● MATERIAL SUPPLIED
>> Start

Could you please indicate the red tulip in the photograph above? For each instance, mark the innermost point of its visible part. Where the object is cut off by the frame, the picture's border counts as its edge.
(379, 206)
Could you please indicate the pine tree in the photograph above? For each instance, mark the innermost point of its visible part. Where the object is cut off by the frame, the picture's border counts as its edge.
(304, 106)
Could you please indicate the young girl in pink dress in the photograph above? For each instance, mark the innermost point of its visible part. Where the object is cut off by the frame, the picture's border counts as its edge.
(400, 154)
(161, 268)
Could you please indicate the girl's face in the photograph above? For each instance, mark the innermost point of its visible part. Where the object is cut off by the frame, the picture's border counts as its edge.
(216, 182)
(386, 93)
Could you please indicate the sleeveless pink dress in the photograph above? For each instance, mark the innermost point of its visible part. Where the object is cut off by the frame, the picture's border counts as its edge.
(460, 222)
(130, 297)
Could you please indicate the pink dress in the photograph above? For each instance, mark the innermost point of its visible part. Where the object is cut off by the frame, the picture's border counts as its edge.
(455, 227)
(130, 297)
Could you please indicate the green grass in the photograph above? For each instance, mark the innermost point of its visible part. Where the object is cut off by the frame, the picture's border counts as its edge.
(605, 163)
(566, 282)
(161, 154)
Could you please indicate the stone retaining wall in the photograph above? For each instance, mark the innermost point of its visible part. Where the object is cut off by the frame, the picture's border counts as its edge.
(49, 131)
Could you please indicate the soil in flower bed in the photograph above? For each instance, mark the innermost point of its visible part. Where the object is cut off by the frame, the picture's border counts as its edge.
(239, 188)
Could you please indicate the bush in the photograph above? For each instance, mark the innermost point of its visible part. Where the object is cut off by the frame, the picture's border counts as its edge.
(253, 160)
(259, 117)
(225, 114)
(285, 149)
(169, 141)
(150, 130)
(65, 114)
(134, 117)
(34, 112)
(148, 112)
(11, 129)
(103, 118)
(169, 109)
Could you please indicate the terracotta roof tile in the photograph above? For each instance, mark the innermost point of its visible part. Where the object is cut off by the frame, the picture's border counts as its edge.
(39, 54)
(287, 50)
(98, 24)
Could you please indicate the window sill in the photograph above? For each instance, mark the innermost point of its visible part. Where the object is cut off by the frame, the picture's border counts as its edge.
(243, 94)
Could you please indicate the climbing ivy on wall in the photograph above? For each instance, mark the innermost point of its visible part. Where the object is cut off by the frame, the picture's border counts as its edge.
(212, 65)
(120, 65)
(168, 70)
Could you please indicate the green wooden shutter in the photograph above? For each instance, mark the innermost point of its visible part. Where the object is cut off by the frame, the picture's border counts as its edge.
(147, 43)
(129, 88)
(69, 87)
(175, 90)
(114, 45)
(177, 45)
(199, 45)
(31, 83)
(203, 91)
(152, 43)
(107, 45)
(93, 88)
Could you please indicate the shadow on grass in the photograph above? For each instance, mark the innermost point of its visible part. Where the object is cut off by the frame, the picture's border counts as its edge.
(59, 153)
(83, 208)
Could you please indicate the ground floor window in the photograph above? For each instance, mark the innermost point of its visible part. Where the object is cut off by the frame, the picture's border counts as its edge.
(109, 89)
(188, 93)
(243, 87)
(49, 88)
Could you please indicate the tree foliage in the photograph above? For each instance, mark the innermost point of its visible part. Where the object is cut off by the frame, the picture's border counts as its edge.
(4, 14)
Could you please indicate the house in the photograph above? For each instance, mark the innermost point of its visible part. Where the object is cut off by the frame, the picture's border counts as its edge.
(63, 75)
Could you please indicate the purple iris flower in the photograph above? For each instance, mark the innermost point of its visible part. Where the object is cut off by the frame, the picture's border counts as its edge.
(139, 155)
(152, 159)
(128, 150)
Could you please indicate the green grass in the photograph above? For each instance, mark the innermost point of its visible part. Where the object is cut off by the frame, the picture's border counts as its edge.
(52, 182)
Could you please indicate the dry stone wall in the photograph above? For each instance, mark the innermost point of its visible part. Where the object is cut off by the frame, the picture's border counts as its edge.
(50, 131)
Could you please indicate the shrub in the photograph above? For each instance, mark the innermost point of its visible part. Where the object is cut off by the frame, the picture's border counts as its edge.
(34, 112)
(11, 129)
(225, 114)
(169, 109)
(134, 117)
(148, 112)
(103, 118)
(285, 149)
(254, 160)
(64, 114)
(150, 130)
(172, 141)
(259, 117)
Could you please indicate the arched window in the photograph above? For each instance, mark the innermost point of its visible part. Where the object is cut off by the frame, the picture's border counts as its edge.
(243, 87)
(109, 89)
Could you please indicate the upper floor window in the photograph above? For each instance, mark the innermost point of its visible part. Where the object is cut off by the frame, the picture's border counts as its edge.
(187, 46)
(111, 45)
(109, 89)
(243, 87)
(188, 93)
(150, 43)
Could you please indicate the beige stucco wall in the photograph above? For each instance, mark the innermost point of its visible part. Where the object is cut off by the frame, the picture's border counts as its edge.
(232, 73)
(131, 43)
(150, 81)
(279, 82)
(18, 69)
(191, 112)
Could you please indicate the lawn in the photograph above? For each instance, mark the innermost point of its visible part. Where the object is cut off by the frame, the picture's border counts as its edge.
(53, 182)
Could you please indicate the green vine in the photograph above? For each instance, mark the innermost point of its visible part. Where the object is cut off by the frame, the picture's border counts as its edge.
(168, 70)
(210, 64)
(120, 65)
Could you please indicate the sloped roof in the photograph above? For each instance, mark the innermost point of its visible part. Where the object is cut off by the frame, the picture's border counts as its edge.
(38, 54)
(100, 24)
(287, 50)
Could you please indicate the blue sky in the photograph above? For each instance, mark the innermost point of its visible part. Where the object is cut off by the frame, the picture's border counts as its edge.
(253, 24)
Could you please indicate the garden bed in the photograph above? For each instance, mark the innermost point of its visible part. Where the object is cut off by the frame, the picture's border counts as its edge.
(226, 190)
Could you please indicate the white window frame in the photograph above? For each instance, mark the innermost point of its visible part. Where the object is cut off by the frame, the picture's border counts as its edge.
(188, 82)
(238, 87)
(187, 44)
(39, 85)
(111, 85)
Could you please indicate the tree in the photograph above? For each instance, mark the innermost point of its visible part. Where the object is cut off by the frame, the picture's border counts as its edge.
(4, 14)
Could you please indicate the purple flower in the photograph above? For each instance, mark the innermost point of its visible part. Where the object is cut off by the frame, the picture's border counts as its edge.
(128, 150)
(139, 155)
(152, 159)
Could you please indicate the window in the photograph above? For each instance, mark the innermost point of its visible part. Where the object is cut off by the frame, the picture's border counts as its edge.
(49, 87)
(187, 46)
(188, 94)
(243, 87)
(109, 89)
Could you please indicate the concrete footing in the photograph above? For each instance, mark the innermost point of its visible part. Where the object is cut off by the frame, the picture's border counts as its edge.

>> End
>> Start

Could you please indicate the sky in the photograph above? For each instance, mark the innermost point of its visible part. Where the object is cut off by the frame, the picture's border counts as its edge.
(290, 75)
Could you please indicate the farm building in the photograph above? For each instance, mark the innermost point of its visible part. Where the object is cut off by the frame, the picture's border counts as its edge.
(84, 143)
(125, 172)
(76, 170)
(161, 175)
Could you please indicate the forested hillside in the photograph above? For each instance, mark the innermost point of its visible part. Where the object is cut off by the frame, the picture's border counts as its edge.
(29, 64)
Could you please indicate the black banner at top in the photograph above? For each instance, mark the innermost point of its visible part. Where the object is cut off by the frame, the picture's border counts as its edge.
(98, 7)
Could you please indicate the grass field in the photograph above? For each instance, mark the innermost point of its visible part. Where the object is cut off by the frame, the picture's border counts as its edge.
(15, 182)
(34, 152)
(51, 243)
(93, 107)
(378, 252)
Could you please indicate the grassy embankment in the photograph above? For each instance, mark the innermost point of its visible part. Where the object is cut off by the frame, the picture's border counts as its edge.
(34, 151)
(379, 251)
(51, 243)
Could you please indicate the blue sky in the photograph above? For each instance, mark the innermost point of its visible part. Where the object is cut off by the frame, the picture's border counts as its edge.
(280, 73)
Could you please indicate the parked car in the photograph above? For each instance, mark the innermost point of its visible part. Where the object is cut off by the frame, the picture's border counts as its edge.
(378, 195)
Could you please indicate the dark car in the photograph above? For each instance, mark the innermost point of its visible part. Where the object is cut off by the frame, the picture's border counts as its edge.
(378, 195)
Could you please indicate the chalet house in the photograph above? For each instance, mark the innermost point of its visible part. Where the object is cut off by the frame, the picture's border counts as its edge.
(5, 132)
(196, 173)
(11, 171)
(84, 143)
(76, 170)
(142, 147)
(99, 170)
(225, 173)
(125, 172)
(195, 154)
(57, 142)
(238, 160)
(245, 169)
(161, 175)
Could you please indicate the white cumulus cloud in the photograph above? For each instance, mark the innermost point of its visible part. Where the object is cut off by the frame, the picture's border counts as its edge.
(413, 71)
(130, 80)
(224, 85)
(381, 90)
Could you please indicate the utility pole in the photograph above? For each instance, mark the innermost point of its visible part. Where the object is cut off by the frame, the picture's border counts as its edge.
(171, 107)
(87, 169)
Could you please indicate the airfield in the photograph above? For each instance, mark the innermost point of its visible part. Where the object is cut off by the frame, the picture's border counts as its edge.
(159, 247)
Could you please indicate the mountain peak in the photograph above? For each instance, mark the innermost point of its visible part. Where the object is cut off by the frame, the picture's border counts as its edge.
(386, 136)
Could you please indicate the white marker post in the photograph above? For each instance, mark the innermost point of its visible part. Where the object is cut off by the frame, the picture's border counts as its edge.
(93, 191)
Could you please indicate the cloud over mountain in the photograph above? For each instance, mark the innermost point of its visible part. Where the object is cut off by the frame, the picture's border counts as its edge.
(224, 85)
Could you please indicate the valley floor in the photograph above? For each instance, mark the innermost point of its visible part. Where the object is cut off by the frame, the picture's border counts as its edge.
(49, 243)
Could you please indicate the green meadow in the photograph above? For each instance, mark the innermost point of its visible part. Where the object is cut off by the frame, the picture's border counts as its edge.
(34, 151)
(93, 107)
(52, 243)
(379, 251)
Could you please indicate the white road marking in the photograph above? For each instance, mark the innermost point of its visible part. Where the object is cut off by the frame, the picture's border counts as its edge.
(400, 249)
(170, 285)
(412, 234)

>> End

● WRITTEN INSTRUCTION
Copy the listing from the line with "Could you please indicate the sloped" up to and including the line with "Could you please indicate the concrete".

● ANSWER TO THIS TASK
Could you please indicate the sloped roof in the photograph above? For each instance, mark the innermost point of its visible part. Where the object is cut off by the frame, the picture's border counts as its edge.
(38, 54)
(100, 24)
(287, 50)
Could you please indicate the blue sky in the photograph above? For each instance, mark the innermost point of its visible part. Where the object is cut off by the frame, the picture's border counts as its edge.
(253, 24)
Could you please indicate the garden bed in the photograph above? For each instance, mark the innermost point of its visible part. Where the object is cut off by the frame, the picture's border counts as its edge.
(226, 190)
Could you please indicate the white window frame in the photograph above? For each instance, mark the innermost point of its visible part. Where the object is cut off by the frame, the picture's border counts as its edge.
(188, 82)
(238, 87)
(187, 44)
(39, 85)
(111, 85)
Could you please indicate the tree in the photograph above? For each instance, mark the innermost point of its visible part. Where the object is cut off by the frame, the picture's border counts as its edge.
(4, 14)
Could you please indicate the purple flower in the photograph above? For each instance, mark the innermost point of its visible part. Where the object is cut off by the frame, the picture's border counts as its edge.
(128, 150)
(139, 155)
(152, 159)
Could you please indicate the window in the photograph above? For each instance, mark the innermost point of its visible part. Where the object is cut off by the frame, the picture's border counts as its edge.
(49, 87)
(187, 46)
(188, 94)
(243, 87)
(109, 89)
Could you please indicate the concrete footing in the photograph above? For each instance, mark the innermost point of its visible part. Where the object is cut off by the frame, the picture's border counts as its edge.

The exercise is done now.